* _Text section_

---

What Goes in External Memory

An effective external memory file contains:

Project context: Technology stack, architecture decisions, coding conventions

markdown

## Stack
- Next.js 15 with App Router
- TypeScript strict mode
- Prisma ORM with PostgreSQL
- Tailwind CSS with shadcn/ui components

Coding conventions: Style rules and patterns the agent should follow

markdown

## Conventions
- Use named exports, not default exports
- Prefer server components; use 'use client' only when needed
- All API routes must validate input with Zod schemas
- Error handling: use Result types, not try/catch for business logic

Known issues and workarounds: Things the agent shouldn't waste time rediscovering

markdown

## Known Issues
- The Prisma client must be regenerated after schema changes: `npx prisma generate`
- Hot reload doesn't work for changes to middleware.ts—restart the dev server
- The `auth()` function is async in Next.js 15; always await it

Task-specific instructions: Guidance for common operations

markdown

## Adding a New API Endpoint
1. Create the route file in `src/app/api/`
2. Add input validation with Zod
3. Add the corresponding test in `__tests__/api/`
4. Update the API documentation in `docs/api/`

Why External Memory Matters for Autonomous Loops

Without external memory, every new agent session starts from zero. The agent needs to rediscover the project structure, conventions, and gotchas—wasting tokens and time. With a well-maintained external memory file:

New sessions start with full project awareness
Conventions are followed consistently across sessions
Known pitfalls are avoided without re-learning
Common workflows are executed correctly on the first try

Memory That Improves Over Time

The "self-improving" aspect partly comes from updating external memory based on discoveries. When an agent encounters a new issue or figures out a better approach, that knowledge can be captured:

markdown

## Learned: 2024-Q3
- Database migrations must be run before tests in CI
- The payment webhook handler needs idempotency checks
- Use `unstable_cache` for data that changes hourly, not `revalidate`

Over time, the external memory becomes a comprehensive handbook that makes each subsequent autonomous session more efficient and reliable.

Persistent Memory Across Sessions

Beyond file-based external memory, several patterns enable agents to maintain continuity across sessions:

Git History as Memory

The git log itself serves as persistent memory. An agent can:

Review recent commits to understand what's been done
Read commit messages to understand the reasoning behind changes
Check the diff of recent changes to maintain context continuity

Task Tracking Integration

Connecting the agent to a task tracker (issues, project boards) provides another memory layer:

The agent knows which tasks are complete, in progress, or pending
Failed attempts are recorded with context for future sessions
Dependencies between tasks are visible

Session Handoff Files

For long-running projects, creating explicit handoff notes between sessions ensures nothing is lost:

markdown

## Session Summary - 2024-03-15
### Completed
- Implemented user profile API endpoints
- Added avatar upload with S3 integration

### In Progress
- Profile edit form (frontend) - component created but validation not working

### Blocked
- Email notification system waiting on SendGrid API key

### Notes for Next Session
- The avatar crop library has a bug with PNG transparency—use JPEG for now
- Profile validation schema is in `src/schemas/profile.ts`

Task Isolation Strategies

Autonomous agents work best when tasks are properly isolated—when completing one task can't accidentally break another.

Branch-Per-Task

The simplest isolation strategy: each task runs on its own git branch.

---

[Rows from a dataset]

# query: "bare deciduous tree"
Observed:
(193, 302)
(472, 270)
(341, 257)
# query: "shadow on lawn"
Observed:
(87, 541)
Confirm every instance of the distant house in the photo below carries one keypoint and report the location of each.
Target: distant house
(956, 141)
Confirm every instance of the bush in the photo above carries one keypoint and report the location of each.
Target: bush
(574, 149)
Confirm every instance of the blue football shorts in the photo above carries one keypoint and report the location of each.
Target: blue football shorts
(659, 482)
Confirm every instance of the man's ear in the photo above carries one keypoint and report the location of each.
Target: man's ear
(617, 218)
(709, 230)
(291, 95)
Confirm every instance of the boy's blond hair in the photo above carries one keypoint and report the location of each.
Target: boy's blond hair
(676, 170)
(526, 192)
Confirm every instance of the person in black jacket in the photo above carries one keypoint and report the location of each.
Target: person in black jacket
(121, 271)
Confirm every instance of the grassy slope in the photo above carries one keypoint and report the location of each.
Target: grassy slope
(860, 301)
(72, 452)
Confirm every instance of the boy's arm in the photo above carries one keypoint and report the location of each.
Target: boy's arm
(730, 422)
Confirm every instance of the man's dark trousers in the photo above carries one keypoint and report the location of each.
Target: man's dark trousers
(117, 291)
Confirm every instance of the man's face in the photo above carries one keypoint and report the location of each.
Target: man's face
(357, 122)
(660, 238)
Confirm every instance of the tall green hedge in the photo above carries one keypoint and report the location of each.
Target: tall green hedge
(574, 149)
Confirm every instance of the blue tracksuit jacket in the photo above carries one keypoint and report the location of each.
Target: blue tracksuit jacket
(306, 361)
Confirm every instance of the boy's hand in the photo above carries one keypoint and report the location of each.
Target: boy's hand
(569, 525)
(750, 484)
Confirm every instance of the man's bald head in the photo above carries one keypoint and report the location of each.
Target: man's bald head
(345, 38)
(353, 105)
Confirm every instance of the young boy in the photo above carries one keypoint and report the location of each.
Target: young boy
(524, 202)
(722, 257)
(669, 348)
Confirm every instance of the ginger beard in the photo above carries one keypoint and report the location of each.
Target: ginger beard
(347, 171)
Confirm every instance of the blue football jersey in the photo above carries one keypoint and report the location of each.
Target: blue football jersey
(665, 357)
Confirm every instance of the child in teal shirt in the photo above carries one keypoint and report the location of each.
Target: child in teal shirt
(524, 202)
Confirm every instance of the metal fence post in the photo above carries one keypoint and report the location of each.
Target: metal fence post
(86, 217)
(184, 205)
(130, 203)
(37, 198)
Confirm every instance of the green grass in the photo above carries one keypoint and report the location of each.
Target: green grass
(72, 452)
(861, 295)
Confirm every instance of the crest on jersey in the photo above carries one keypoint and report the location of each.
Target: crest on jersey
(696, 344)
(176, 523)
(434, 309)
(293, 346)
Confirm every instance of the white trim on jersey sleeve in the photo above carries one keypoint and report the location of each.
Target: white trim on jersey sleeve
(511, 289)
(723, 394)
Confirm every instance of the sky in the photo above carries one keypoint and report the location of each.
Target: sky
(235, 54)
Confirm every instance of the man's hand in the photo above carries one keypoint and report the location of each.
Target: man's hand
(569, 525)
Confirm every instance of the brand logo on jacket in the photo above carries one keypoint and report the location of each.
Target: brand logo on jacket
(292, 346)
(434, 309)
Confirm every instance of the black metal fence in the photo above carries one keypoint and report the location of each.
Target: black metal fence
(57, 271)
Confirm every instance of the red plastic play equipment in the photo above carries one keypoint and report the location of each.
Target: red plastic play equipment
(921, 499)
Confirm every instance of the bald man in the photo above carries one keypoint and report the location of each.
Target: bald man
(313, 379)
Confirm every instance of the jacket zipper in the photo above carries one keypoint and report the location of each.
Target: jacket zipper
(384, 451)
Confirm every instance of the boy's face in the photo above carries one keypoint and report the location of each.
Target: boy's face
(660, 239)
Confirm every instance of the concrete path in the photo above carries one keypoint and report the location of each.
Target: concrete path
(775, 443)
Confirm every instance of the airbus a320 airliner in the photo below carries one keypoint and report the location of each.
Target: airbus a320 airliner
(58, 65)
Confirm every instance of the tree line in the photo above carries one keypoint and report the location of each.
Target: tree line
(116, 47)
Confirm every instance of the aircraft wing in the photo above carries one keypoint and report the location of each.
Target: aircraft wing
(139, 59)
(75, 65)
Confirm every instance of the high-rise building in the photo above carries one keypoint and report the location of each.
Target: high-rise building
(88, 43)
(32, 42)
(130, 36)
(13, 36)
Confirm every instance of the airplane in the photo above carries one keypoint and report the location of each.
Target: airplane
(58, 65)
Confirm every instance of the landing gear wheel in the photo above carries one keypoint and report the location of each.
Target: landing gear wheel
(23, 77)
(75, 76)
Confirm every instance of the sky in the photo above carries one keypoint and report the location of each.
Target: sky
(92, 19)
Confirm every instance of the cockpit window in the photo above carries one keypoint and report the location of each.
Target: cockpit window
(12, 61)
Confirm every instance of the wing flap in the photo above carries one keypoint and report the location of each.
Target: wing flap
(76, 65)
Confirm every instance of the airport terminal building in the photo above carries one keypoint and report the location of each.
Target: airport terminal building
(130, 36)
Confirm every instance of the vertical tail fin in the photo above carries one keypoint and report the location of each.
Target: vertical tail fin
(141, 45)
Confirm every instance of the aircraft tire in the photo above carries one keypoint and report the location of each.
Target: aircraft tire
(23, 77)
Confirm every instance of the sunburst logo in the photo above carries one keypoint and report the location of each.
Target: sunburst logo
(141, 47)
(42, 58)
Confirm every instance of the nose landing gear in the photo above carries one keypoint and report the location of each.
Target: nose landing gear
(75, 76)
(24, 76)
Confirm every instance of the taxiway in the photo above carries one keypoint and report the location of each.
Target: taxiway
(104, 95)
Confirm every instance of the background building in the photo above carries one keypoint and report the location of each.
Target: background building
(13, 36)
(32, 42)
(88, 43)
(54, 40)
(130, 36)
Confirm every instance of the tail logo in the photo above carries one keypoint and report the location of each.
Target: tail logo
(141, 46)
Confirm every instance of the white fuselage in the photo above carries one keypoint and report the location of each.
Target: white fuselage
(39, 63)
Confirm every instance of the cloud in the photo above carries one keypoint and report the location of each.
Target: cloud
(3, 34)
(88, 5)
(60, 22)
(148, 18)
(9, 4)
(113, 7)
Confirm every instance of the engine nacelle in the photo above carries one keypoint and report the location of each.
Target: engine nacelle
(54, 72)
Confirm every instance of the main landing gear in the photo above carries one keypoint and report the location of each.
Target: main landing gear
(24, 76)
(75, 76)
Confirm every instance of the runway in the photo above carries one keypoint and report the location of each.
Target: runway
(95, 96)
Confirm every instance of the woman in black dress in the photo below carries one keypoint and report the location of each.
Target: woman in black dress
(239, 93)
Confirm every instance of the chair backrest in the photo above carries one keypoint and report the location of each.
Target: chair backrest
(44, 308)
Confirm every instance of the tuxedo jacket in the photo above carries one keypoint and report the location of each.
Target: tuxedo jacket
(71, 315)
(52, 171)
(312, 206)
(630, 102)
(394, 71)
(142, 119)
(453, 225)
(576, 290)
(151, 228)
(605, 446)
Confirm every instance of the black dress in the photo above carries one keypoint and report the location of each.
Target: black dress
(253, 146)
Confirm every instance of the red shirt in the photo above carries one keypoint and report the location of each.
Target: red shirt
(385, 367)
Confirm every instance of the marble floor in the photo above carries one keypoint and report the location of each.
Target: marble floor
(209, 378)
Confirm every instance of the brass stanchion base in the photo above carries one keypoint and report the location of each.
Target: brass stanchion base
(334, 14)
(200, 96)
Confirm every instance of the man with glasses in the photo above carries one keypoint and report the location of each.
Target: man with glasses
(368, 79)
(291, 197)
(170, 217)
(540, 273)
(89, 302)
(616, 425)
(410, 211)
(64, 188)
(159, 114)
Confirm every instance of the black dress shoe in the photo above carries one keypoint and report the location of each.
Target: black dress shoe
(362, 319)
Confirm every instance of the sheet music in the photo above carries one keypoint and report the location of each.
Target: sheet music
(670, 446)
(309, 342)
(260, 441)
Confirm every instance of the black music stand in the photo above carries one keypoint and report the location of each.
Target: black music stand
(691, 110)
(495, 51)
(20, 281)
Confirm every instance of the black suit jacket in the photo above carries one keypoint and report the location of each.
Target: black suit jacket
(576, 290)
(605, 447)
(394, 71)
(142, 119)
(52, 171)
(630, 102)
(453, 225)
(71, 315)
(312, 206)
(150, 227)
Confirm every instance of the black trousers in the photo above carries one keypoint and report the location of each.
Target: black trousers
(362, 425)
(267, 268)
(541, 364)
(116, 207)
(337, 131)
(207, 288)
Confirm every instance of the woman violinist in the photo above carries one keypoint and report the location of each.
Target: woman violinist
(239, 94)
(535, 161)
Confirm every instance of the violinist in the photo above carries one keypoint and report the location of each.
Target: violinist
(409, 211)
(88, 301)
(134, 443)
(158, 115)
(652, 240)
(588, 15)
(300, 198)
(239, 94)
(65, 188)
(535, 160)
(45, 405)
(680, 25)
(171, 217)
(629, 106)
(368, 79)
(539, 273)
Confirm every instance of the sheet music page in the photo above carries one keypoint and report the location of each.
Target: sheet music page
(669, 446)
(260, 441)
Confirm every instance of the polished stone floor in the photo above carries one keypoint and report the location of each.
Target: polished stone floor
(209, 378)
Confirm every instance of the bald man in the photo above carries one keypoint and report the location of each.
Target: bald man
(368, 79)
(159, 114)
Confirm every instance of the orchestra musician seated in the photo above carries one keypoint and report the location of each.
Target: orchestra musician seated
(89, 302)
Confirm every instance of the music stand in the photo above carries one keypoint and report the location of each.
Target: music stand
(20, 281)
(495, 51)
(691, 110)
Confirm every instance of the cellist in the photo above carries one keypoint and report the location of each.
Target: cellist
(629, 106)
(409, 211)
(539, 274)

---

* _The task_
Write the next part of the text on external memory for autonomous coding agents, picking up after the sentence that introduces the branch-per-task strategy. The items have no connection to the text on agent external memory.

* _Task answer_
The agent creates a feature branch from main
All work happens on that branch
If the task fails catastrophically, the branch can be discarded without affecting anything
Successful branches are merged through the normal review process

Environment Isolation

For tasks that involve infrastructure or dependencies:

Use separate development databases for different agents
Run tests in containers to prevent interference
Use separate environment variable files for different task contexts

Scope Limiting

Define clear boundaries for what the agent can modify:

Specify which files and directories the task should touch
Explicitly list files that should NOT be modified
Use read-only access for reference files

QA Validation Loops

The "self-improving" in self-improving agents comes largely from automated QA loops—structured verification processes that catch and correct issues.

The Basic QA Loop

1. Agent makes a change
2. Run automated checks:
   - Linting (ESLint, Prettier)
   - Type checking (TypeScript compiler)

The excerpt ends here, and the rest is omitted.